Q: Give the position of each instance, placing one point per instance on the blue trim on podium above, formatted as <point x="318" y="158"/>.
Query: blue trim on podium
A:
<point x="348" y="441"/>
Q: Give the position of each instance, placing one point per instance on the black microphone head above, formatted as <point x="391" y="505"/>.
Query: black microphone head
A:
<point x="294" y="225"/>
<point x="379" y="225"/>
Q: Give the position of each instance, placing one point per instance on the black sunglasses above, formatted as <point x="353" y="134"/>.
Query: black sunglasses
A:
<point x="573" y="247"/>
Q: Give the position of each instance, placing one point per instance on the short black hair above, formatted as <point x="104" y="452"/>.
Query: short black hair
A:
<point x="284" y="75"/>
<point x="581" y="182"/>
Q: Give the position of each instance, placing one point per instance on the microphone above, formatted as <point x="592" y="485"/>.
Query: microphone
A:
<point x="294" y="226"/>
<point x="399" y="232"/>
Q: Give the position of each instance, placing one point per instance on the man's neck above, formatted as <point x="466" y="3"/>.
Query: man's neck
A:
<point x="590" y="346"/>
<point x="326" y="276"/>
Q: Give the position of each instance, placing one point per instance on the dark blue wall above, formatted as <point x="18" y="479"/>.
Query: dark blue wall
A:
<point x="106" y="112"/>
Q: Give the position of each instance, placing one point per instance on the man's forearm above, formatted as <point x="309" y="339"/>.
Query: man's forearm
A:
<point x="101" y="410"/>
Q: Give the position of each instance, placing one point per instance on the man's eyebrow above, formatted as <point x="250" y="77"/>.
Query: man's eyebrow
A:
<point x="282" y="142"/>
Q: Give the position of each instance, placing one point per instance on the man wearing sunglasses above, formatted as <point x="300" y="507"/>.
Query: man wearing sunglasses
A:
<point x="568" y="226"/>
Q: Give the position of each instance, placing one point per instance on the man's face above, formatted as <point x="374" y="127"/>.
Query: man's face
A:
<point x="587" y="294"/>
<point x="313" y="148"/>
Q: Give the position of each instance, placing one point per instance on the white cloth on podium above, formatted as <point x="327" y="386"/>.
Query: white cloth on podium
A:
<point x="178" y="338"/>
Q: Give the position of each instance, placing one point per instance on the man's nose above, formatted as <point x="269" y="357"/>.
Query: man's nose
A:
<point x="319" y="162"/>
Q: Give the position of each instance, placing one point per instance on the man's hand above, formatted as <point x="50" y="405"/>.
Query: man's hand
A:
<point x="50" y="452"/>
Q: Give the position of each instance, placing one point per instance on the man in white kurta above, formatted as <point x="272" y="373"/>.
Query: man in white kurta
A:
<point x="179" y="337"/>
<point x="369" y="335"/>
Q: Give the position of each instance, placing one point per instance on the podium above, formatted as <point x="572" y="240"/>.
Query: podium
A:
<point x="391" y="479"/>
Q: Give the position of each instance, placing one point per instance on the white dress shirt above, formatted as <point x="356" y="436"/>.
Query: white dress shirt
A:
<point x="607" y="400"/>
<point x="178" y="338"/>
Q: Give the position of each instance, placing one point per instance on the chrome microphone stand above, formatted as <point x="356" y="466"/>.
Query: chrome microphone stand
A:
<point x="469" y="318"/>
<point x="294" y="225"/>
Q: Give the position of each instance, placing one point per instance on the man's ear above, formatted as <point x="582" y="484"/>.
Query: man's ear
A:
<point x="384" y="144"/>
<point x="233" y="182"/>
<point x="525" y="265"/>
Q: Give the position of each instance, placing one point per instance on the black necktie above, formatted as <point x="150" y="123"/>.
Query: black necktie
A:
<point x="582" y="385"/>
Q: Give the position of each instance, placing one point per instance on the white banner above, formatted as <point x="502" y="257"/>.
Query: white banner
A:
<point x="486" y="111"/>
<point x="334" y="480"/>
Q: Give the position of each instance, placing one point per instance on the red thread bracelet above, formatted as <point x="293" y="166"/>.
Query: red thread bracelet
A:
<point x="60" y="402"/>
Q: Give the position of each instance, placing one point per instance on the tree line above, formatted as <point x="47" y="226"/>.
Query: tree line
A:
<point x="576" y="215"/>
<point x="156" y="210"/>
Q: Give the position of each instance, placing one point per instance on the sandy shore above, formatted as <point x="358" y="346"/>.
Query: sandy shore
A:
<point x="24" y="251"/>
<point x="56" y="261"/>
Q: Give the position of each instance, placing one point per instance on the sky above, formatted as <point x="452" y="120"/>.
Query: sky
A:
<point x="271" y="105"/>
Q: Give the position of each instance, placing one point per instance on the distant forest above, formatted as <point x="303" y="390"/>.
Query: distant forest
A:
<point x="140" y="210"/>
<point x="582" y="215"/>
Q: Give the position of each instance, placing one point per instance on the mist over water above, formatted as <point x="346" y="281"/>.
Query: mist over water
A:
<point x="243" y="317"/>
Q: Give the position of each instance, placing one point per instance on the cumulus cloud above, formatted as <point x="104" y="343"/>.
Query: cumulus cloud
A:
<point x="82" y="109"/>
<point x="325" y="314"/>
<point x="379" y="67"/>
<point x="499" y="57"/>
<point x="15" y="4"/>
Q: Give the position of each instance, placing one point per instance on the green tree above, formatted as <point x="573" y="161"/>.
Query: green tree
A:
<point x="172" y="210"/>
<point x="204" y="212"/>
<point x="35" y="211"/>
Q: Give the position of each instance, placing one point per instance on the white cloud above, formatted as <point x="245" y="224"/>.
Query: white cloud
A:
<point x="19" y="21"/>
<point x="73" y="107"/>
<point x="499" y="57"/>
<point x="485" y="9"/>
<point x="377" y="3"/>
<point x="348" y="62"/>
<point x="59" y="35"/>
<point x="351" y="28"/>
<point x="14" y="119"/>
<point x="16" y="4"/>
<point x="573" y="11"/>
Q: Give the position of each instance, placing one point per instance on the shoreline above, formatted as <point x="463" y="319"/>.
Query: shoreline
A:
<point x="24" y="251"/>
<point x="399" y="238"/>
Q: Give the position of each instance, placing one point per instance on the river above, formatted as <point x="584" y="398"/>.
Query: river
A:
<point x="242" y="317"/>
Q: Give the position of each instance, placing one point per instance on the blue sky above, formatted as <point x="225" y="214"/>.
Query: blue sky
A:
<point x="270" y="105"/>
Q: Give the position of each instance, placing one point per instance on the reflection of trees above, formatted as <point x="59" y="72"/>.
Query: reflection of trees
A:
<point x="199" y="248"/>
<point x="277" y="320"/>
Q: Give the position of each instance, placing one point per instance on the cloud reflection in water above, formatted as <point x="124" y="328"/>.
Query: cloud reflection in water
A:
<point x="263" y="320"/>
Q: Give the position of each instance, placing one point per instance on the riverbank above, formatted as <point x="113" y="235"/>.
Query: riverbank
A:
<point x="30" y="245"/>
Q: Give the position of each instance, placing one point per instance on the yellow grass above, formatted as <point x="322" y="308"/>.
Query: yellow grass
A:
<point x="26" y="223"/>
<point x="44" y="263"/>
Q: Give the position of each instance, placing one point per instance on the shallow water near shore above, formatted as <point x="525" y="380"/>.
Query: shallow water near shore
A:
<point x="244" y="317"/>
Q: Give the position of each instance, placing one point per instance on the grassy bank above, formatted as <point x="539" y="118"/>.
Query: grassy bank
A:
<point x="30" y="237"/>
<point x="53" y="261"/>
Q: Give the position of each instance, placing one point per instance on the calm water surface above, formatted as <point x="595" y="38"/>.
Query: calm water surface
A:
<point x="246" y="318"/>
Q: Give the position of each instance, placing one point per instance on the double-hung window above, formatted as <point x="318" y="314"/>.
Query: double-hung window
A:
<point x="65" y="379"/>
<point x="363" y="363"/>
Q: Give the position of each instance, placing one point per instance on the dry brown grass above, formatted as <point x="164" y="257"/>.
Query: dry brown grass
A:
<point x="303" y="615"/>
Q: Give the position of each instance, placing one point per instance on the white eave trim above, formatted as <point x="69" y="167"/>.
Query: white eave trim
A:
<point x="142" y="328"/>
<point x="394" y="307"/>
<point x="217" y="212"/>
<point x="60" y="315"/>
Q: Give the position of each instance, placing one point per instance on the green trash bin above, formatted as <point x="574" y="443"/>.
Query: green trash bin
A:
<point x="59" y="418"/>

#### What you will do:
Looking over the records, find each line with the word "sunglasses" and copy it.

#### Exercise solution:
Q: Give the position of each instance, placing one point per instance on the black sunglasses above, formatted as <point x="353" y="134"/>.
Query: black sunglasses
Q: Give the position of each instance, placing one point per instance on the man wearing sunglasses above, formatted as <point x="300" y="507"/>.
Query: man wearing sunglasses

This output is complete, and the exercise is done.